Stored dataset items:
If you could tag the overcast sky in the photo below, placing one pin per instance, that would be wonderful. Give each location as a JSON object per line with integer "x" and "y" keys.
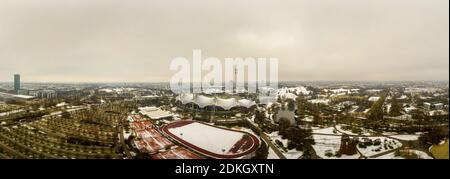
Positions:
{"x": 135, "y": 40}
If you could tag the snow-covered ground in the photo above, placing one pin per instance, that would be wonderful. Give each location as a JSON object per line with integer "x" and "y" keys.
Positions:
{"x": 272, "y": 154}
{"x": 329, "y": 144}
{"x": 374, "y": 150}
{"x": 422, "y": 155}
{"x": 329, "y": 130}
{"x": 212, "y": 139}
{"x": 291, "y": 154}
{"x": 364, "y": 131}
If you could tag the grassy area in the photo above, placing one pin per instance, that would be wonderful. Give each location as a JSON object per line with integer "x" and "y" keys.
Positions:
{"x": 440, "y": 151}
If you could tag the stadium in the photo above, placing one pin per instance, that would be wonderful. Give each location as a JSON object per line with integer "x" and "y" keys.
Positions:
{"x": 212, "y": 141}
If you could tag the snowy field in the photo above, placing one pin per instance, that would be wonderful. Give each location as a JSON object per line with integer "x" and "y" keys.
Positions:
{"x": 329, "y": 130}
{"x": 406, "y": 137}
{"x": 212, "y": 139}
{"x": 272, "y": 154}
{"x": 422, "y": 155}
{"x": 385, "y": 145}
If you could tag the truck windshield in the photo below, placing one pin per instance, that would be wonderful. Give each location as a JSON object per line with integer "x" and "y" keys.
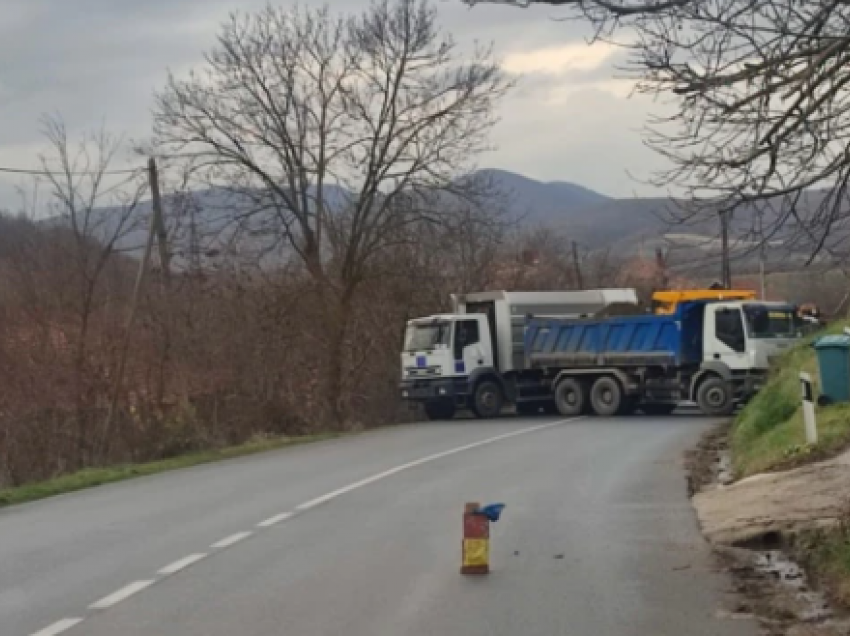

Task statement: Using the data above, tally each line that contains "below". Write only the total.

Exercise result: 2